--- Start of Supplied text ---
EDIT: nim + pkg/bignum

this option (https://github.com/kaushalmodi/bignum) hasn't been considered in above thread; it's a fork of https://github.com/FedeOmoto/bignum that got a few updates to make it work (unfortunately under same nimble name see https://github.com/FedeOmoto/bignum/issues/3) it (unsurprisingly) gives same performance as gmp, via a high level wrapper around nim's nim gmp wrapper; test file used in above benchmark:

when true:
  import pkg/bignum
  proc test1(n,ret: var Int, isEcho: bool)=
    discard n.set 100
    discard ret.set 1
    while n != 0:
      ret *= n
      n.dec(1)
    if isEcho:
      echo ret

  proc main=
    var n = 100.newInt
    var ret = 1.newInt
    for i in 0..<1_000_000:
      test1(n, ret, isEcho=false)
    test1(n, ret, isEcho=true)
  main()

links

alternative not evaluated: openssl bn

see https://www.openssl.org/docs/man1.0.2/man3/bn.html, its license should not cause concern

mratsim commented 3 years ago

Hard no for GMP in the compiler. The license would be a nightmare.

Coincidentally, I've started to export Constantine bigints internal into a self-contained variable-size bigint library https://github.com/SciNim/megalo

Regarding Stint perf, the blocker is this: https://github.com/status-im/nim-stint/issues/87 which leads to quadratic bad behavior. A complete rewrite of the backend is WIP: https://github.com/status-im/nim-stint/pull/104

arnetheduck commented 3 years ago

considering that there are 5 options already for bigints in this thread and new ones keep popping up, and that the standard library is a graveyard for unmaintained code given how few people care to keep it up to date, perhaps it's wiser to let the dust settle before adding yet another library?
--- End of Supplied text ---
Problems to work on
(a) List every URL that appears in the bigint thread.
(b) In the bigint thread, what reason does mratsim give for rejecting GMP in the compiler?
The listing comes from a separate source, unrelated to the bigint thread.
--- Start of Extracted records ---
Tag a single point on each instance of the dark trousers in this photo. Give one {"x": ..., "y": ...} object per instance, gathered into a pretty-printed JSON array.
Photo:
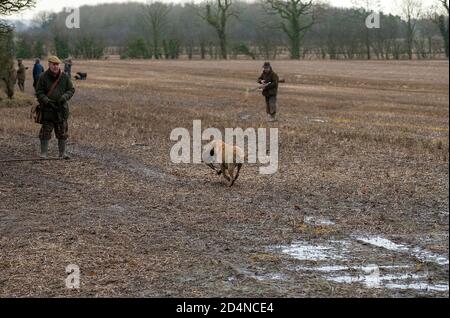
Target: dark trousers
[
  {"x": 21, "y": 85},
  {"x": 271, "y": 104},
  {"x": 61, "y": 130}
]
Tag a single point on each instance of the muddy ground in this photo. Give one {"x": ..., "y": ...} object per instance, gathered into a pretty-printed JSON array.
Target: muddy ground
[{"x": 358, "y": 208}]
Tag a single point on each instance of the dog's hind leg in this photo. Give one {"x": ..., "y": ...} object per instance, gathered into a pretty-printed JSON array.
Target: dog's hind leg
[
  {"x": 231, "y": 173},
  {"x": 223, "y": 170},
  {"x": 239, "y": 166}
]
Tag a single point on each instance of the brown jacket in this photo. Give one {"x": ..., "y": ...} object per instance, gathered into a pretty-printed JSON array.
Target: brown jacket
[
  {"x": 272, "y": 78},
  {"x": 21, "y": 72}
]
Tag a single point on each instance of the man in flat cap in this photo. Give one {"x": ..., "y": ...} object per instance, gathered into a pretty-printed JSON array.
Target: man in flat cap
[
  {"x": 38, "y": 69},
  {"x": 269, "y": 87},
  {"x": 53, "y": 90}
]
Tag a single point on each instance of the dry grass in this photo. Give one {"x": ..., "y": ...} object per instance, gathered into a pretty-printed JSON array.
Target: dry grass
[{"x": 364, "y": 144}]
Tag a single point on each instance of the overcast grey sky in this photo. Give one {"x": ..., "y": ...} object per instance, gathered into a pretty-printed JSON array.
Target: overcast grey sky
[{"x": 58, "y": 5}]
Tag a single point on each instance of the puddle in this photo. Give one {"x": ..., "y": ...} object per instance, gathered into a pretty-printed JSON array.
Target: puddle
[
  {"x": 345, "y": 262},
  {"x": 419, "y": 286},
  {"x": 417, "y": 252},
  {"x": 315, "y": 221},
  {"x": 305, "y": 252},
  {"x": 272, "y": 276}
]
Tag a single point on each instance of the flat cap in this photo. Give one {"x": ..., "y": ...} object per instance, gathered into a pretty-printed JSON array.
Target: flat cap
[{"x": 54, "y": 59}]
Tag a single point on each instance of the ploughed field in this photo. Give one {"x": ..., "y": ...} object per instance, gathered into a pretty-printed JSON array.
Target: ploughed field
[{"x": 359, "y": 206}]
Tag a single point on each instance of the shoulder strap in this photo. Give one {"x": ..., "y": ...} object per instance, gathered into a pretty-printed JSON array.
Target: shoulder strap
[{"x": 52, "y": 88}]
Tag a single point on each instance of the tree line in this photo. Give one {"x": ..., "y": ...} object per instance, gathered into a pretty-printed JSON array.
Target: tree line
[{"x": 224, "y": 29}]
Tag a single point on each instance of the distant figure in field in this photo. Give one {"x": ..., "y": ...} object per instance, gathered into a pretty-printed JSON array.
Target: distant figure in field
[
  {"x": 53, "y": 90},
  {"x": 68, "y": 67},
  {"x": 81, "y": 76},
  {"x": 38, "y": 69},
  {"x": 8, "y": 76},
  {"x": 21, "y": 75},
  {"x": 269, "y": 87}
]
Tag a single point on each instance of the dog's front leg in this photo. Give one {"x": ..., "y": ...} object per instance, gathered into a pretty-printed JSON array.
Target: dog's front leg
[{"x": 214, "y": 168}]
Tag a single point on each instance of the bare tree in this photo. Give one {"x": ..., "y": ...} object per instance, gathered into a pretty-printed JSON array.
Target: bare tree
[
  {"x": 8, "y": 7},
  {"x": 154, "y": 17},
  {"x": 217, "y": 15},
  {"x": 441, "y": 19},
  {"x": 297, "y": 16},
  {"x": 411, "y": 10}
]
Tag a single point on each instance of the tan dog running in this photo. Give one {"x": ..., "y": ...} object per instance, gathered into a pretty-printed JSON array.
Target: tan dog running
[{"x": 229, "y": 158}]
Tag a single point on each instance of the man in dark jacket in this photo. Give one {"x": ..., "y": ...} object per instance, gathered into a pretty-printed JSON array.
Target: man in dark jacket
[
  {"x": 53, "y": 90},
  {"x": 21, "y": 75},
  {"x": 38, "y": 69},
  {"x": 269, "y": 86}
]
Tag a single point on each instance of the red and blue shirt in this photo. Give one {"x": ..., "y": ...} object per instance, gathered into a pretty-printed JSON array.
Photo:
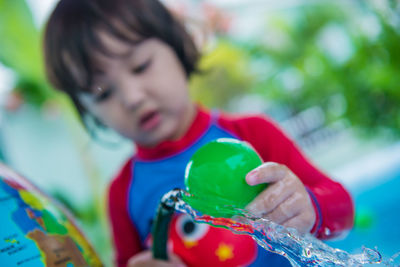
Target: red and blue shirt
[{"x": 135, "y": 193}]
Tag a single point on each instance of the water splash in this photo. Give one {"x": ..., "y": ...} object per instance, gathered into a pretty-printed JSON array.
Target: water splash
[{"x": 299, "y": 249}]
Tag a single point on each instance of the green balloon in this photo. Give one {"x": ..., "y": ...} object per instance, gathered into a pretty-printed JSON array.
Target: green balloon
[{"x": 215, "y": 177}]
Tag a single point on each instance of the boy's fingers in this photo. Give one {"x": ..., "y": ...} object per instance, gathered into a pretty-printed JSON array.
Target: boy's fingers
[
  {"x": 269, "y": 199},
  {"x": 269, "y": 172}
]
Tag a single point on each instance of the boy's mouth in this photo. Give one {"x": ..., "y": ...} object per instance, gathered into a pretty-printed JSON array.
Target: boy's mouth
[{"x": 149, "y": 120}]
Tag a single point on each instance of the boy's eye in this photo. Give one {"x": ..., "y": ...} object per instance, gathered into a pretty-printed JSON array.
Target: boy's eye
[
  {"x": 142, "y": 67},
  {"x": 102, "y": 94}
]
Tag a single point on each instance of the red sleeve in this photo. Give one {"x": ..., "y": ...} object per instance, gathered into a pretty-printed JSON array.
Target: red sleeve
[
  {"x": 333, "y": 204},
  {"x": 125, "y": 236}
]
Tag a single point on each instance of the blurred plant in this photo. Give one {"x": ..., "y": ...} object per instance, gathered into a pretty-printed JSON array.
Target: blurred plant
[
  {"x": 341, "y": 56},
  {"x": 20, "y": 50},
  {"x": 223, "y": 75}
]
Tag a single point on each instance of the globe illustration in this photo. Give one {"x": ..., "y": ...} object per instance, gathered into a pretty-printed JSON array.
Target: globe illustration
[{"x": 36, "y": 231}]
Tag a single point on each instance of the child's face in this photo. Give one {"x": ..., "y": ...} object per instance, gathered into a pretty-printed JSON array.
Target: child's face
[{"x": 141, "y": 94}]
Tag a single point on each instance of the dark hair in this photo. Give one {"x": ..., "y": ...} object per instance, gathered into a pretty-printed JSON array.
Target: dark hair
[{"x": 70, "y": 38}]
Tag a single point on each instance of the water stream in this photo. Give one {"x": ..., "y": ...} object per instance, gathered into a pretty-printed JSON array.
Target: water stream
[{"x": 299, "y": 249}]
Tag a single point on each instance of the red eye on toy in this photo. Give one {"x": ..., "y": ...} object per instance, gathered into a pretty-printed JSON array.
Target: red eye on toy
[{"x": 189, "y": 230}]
--- End of Extracted records ---
--- Start of Extracted records ---
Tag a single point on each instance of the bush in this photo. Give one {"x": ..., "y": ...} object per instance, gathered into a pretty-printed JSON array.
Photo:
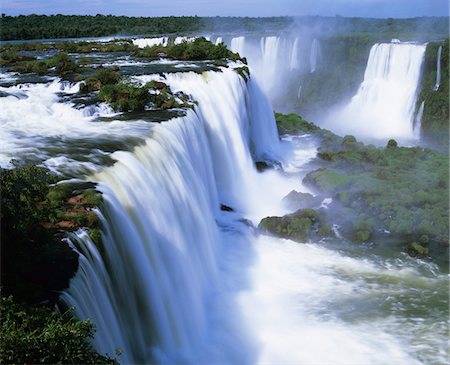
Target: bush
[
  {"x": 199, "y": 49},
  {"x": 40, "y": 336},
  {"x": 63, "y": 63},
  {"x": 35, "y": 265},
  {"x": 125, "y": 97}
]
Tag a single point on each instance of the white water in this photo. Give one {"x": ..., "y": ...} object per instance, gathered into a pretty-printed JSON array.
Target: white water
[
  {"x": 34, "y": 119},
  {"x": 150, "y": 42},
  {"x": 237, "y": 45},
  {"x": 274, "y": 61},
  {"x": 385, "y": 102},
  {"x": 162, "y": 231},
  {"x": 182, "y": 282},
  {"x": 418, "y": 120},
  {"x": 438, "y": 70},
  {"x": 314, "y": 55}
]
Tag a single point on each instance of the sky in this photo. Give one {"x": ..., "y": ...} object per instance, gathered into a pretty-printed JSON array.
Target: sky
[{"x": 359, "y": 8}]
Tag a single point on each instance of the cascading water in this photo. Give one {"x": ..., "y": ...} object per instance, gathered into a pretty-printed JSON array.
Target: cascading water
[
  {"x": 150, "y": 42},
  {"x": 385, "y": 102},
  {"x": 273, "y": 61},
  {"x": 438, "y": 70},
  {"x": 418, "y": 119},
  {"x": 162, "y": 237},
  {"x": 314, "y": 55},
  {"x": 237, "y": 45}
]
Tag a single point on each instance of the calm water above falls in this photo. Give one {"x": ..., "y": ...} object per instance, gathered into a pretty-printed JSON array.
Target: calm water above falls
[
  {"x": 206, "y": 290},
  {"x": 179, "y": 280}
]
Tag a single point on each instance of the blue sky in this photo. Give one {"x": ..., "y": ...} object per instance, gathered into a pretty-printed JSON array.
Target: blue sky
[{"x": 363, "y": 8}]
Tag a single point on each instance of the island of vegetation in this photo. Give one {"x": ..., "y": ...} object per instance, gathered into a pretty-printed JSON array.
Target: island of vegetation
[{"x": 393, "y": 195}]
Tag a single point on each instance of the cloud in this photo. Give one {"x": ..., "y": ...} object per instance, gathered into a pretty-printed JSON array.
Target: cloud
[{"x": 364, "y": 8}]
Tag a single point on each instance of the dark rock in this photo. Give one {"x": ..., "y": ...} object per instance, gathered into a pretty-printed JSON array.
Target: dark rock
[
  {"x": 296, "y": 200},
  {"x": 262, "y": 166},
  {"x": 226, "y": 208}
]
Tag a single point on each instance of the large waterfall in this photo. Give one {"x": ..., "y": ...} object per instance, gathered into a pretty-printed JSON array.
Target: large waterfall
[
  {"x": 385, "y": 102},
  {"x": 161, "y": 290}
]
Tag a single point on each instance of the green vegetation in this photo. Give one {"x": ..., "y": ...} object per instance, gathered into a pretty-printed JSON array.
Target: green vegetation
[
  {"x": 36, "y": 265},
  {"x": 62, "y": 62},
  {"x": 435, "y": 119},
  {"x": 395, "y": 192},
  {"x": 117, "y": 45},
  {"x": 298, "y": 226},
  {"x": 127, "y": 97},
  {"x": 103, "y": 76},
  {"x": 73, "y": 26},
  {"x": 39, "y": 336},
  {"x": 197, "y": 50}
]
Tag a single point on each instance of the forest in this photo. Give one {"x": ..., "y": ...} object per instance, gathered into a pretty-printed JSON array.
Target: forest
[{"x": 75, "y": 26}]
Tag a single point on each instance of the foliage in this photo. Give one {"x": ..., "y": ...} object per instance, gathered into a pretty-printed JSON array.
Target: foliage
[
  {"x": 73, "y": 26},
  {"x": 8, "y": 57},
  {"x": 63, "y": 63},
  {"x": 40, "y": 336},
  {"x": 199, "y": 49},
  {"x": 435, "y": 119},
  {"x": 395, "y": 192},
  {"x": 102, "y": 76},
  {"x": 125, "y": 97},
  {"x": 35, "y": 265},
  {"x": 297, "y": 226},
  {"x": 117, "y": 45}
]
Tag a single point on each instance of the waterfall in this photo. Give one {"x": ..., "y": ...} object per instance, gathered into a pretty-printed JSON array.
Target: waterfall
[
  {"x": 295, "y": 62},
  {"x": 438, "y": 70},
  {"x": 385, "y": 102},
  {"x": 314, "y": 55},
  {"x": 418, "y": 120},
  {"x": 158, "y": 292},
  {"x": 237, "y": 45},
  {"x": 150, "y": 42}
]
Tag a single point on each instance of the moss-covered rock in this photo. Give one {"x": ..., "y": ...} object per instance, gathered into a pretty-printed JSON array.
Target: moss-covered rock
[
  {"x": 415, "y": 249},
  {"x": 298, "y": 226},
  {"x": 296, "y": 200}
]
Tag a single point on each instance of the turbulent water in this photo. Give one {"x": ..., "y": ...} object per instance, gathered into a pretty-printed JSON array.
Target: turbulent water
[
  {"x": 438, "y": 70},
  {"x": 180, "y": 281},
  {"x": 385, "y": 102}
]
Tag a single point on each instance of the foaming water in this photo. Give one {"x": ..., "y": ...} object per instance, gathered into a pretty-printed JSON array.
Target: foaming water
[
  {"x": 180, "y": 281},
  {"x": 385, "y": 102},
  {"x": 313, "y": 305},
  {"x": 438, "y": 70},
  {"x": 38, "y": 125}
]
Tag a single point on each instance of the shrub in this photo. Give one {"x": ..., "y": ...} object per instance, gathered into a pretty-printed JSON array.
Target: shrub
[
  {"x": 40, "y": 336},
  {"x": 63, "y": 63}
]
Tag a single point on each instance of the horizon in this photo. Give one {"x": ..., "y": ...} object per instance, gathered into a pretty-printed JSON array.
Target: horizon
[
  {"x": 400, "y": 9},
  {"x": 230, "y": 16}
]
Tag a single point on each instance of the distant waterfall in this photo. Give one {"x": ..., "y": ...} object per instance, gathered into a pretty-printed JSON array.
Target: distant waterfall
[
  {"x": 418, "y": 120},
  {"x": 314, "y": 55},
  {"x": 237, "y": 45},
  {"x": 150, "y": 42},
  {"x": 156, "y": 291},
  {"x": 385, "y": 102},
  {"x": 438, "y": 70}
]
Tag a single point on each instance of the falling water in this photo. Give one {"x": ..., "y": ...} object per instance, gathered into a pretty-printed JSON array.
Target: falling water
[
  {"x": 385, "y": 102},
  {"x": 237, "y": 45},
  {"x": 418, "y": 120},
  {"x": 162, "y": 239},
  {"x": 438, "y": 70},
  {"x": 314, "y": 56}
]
--- End of Extracted records ---
Expected results
(a)
https://github.com/kaushalmodi/bignum
https://github.com/FedeOmoto/bignum
https://github.com/FedeOmoto/bignum/issues/3
https://www.openssl.org/docs/man1.0.2/man3/bn.html
https://github.com/SciNim/megalo
https://github.com/status-im/nim-stint/issues/87
https://github.com/status-im/nim-stint/pull/104

(b) The license would be a nightmare.